EXERCISE TASKS:
A - In the article on sensors in senior care, what job title does Jacquie Brennan hold?
B - Write the next part of the article on sensors in senior care, starting after its final sentence.

DOCUMENT SEGMENT:
= Beginning of Section =

Sensors to the rescue! Five real life short stories…

By Susan Saldibar

You know those scenes in old movies where the detective sits asleep all night outside some bad guy’s door, waiting to catch him in the act of sneaking out to do some “dirty deeds”? Inevitably the moment comes when the bad guy quietly opens the door and sneaks on tiptoe past the snoring agent. 

Now if that agent had a Vigil Health Solutions monitoring system, it would have vibrated the second the door sensor detected the breach, waking the agent up fast enough to tackle the escapee and march him back to his room.

This is not rocket science. It’s the use of sensors and common sense.

Sensors to the rescue! Five real life short stories:

Jacquie Brennan, VP of Operations for Vigil Health Solutions, a Senior Housing Forum partner, shared with me five great true life short stories about how sensors can help caregivers identify and curtail behavior that poses a danger to residents and/or to their fellow community members.

As you read these, think of the time saved for caregivers by not having to hover over residents, by allowing sensors to do the detective work for them. And think of the privacy restored to the residents by allowing them to move around more freely without interruptions.


Lily was 90 years old; a tiny lady who had a passion for anything pink. She would awaken in the middle of the night and go on the prowl for pink items in other residents’ rooms. And, she was quick in her movements; so much so that, even activating a “room exit rule”, couldn’t catch her before she was well on her way and turning down the hall.

By turning on the “room entered” alert rule, the caregiving team was able to:

    • identify whose rooms she was entering
    • locate her quickly
    • quietly guide her back to her own room

No one was disturbed, items were returned, and Lily was able to retain a degree of independence without being needlessly restricted.

= End of Section =

RECORDS PROVIDED:
= Beginning of Section =

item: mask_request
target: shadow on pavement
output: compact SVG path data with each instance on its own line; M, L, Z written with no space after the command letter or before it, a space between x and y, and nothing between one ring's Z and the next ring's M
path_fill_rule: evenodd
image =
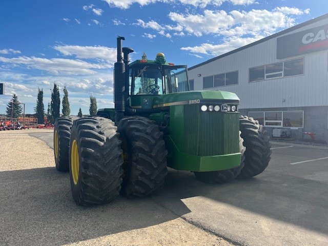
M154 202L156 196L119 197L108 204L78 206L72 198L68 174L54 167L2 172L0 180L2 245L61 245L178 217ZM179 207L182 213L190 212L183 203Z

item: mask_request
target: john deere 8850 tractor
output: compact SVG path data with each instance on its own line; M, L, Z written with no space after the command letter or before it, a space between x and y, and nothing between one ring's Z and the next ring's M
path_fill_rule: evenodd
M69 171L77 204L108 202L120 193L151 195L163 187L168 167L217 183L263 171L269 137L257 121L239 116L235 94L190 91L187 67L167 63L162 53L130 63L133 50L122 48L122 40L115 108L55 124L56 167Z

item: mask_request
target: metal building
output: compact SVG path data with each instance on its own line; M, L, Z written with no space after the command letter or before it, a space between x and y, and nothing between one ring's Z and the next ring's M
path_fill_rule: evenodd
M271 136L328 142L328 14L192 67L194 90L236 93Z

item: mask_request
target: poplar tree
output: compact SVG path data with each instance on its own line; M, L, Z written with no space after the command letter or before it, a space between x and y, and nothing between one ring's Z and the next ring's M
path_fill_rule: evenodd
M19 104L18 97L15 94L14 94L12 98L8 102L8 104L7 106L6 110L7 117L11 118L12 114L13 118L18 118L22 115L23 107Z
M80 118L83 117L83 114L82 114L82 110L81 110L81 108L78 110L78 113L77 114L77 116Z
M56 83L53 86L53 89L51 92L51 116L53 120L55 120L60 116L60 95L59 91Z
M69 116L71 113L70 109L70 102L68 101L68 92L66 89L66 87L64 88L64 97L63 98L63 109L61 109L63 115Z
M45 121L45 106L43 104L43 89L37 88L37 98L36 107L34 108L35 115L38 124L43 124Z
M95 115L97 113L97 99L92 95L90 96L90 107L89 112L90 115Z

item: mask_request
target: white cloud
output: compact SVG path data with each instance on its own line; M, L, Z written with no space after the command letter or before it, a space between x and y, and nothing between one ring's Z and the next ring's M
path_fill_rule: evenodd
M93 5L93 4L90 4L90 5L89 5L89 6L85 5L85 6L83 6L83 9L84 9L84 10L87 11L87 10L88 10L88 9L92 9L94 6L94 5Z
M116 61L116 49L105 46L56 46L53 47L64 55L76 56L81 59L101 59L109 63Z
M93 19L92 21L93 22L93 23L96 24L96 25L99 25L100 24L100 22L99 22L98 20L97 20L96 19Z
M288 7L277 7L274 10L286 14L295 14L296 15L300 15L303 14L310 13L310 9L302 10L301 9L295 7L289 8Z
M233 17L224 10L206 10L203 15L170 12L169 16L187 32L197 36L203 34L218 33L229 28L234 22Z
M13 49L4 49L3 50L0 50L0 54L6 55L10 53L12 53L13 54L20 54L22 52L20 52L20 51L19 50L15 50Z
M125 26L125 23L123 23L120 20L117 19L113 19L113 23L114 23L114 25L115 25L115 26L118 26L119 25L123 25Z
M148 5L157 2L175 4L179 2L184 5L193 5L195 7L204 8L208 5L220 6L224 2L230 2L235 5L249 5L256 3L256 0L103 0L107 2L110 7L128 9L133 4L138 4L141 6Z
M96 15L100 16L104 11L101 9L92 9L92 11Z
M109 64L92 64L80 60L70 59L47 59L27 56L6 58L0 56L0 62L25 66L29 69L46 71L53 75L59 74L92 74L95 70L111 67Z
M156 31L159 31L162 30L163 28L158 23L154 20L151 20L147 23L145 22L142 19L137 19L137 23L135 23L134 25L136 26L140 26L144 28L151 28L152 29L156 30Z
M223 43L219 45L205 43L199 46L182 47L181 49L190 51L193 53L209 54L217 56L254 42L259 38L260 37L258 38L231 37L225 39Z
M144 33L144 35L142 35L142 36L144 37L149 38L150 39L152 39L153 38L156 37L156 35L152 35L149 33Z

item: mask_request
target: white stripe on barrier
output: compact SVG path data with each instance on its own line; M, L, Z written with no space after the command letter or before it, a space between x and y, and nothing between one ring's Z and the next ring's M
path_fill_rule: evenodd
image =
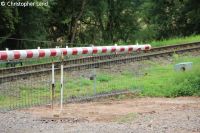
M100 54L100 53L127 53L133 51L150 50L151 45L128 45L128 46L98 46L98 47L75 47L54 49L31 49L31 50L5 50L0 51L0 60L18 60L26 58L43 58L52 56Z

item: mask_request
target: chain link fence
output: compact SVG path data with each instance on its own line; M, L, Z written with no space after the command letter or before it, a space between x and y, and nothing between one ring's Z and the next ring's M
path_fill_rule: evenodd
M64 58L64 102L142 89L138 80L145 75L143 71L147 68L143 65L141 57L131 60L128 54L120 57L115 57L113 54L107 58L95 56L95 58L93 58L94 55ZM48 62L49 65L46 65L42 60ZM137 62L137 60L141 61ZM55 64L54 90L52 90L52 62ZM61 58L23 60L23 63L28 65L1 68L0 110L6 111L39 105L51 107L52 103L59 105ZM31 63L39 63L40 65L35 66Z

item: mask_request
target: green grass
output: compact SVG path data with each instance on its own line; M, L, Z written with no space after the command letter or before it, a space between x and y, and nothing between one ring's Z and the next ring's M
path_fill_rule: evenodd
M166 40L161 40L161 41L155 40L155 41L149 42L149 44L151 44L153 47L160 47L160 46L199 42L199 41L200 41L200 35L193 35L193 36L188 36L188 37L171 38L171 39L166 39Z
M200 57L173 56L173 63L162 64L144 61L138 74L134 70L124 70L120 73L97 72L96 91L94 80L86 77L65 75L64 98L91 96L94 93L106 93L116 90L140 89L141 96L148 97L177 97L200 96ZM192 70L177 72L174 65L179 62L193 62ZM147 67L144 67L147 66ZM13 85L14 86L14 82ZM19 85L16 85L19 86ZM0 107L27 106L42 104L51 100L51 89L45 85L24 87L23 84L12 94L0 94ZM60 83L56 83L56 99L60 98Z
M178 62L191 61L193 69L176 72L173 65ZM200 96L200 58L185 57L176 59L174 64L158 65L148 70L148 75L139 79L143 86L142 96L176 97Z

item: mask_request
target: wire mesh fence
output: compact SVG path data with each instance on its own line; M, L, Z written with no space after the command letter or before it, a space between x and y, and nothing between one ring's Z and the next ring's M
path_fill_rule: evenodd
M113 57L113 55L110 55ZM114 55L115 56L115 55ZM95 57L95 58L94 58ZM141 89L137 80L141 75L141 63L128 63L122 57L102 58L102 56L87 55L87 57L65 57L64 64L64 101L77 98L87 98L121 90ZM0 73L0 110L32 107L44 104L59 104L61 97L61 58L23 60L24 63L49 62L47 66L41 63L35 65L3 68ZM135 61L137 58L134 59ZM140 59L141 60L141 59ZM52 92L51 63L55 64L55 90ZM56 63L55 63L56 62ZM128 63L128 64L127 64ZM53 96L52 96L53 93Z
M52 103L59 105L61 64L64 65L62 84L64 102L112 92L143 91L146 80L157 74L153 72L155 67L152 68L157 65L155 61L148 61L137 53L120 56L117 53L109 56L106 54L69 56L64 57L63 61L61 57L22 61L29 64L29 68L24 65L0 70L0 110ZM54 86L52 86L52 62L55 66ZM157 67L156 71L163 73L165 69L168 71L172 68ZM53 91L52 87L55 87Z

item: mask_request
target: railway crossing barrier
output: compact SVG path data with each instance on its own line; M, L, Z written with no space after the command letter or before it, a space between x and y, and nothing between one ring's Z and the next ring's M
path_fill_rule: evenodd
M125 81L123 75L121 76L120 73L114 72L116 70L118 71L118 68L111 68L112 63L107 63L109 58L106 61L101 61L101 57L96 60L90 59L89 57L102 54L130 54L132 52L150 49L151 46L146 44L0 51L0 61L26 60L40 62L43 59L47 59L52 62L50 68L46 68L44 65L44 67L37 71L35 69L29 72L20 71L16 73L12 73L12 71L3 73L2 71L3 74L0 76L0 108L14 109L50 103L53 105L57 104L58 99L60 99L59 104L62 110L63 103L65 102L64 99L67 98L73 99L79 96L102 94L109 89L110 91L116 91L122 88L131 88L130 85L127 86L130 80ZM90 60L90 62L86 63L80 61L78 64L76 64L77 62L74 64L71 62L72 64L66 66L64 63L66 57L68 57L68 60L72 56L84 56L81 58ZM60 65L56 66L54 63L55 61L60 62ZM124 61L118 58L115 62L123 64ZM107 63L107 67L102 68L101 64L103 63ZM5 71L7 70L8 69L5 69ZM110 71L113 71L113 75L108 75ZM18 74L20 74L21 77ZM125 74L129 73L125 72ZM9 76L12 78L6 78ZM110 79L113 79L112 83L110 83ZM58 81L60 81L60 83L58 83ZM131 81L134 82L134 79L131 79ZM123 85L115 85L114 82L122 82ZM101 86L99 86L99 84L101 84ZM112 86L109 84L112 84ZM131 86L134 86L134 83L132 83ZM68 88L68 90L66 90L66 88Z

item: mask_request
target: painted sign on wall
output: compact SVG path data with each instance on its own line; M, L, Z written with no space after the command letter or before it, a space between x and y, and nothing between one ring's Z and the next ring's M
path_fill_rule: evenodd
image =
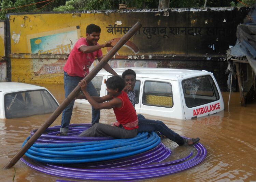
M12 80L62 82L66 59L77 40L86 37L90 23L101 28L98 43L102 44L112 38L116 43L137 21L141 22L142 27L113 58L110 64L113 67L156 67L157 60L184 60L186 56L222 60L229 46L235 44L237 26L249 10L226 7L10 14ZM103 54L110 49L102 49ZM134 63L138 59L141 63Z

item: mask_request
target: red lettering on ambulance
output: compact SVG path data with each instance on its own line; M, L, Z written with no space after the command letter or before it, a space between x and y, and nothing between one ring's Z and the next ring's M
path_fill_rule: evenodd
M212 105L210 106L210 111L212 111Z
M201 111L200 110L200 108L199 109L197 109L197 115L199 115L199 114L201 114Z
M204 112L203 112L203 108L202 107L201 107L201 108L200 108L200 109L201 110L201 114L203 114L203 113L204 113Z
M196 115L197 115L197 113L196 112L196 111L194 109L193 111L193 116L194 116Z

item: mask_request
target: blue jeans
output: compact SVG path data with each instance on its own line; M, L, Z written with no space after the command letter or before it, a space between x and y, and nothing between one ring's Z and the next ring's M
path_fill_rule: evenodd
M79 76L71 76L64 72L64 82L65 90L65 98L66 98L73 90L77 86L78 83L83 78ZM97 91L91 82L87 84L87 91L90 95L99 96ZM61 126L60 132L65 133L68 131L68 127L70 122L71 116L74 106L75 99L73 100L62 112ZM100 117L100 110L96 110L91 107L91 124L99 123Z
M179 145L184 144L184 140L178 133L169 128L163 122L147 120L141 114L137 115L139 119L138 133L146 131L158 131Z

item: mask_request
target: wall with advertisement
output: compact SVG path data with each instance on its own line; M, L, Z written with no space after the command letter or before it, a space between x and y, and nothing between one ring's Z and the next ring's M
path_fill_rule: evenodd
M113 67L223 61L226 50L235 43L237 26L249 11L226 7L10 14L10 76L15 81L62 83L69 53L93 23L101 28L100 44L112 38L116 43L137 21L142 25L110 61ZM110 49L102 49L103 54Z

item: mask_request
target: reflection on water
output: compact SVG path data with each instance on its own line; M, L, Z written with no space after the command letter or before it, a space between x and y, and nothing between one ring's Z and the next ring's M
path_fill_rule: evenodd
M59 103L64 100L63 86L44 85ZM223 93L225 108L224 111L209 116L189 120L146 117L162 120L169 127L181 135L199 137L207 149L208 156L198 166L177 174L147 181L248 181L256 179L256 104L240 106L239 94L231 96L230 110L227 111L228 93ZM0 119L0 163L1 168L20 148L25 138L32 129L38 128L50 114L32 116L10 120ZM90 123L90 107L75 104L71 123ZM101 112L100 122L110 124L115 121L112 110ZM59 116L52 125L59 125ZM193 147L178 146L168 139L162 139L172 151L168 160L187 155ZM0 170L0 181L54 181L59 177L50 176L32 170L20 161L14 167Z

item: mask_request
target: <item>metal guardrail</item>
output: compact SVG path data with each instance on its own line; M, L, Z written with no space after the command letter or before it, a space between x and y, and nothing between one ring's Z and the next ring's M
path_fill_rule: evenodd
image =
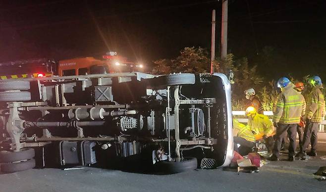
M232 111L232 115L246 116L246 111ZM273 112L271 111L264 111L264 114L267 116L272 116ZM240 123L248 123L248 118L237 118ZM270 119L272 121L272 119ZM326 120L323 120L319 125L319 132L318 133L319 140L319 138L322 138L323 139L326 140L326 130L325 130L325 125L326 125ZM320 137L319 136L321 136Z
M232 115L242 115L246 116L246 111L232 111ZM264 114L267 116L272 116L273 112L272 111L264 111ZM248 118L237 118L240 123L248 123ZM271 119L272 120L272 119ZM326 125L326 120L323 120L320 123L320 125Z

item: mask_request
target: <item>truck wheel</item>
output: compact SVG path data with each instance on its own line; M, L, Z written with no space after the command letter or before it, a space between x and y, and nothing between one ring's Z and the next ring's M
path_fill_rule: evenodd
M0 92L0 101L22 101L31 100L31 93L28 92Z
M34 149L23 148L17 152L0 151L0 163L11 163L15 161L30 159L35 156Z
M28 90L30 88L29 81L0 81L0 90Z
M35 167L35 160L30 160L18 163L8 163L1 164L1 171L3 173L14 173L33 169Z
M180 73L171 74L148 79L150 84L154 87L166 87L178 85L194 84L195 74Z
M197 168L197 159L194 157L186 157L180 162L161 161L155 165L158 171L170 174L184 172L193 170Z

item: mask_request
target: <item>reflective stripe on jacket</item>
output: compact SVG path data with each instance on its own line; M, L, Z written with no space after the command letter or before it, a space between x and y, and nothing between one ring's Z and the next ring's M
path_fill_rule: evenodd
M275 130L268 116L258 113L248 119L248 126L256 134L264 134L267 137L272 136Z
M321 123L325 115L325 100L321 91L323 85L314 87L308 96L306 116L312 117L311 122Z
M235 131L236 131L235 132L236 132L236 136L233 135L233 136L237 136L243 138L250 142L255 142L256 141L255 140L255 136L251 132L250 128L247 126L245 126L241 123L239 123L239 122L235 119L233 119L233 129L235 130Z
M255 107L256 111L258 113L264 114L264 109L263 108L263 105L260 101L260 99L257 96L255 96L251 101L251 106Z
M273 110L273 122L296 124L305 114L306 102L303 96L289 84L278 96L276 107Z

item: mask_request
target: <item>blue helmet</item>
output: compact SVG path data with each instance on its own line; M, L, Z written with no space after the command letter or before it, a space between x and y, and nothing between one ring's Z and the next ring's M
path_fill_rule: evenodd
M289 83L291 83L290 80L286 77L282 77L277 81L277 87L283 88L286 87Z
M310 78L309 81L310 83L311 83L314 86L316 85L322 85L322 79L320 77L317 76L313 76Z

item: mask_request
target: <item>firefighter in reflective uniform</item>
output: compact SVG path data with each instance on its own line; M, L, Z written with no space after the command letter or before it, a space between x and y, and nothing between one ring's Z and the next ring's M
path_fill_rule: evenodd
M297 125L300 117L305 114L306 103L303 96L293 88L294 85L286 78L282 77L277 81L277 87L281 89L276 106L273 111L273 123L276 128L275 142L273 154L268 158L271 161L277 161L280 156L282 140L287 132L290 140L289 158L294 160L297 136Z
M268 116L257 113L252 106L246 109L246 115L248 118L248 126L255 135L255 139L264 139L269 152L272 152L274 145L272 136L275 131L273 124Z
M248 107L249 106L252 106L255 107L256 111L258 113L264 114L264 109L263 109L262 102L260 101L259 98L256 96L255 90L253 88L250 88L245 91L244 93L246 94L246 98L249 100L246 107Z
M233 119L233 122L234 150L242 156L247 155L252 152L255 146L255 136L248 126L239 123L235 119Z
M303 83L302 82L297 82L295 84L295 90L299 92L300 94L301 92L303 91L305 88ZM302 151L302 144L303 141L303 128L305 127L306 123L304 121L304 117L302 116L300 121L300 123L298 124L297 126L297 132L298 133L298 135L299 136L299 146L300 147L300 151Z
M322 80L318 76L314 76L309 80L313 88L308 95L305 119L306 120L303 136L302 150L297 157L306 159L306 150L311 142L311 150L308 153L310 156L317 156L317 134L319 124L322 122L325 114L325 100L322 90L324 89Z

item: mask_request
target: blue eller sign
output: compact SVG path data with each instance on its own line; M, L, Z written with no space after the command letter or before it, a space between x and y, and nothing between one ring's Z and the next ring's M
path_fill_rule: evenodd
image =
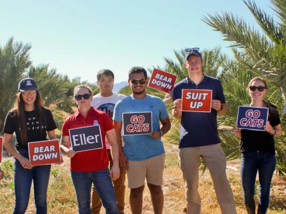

= End of Section =

RESPONSES IN ORDER:
A - VP of Operations for Vigil Health Solutions

B -
Wilma was an able-bodied memory care resident with moderate dementia. She was able to use the bathroom at night on her own. However, occasionally the staff would find that Wilma had left a towel in her sink, forgetting to turn off the faucet. The result was an overflow of the sink and a very wet bathroom.

Turning on the “in bathroom” alert rule, the caregiving team was able to

    • know when Wilma got up to use the bathroom
    • make sure the water was turned off

Wilma was able to retain her freedom and sense of independence in an environment made safer by sensor technology. The staff was able to attend to more residents, knowing that they would be alerted if and when Wilma used the bathroom.


Ann was a resident in a brand new special care unit, so there were still several empty rooms surrounding hers. Caregivers noticed that Ann was eating well, but losing weight. The staff physician could find no medical cause of the weight loss.

The team grew concerned that Ann might be “purging” her meals.

Turning on the “in bathroom” alert rule, the caregiving team was able to

    • ensure a staff member was with her if she went into her bathroom

However, responding to the alerts, the staff found no evidence that Ann was purging in her bathroom. They still suspected, however, that she was. But where?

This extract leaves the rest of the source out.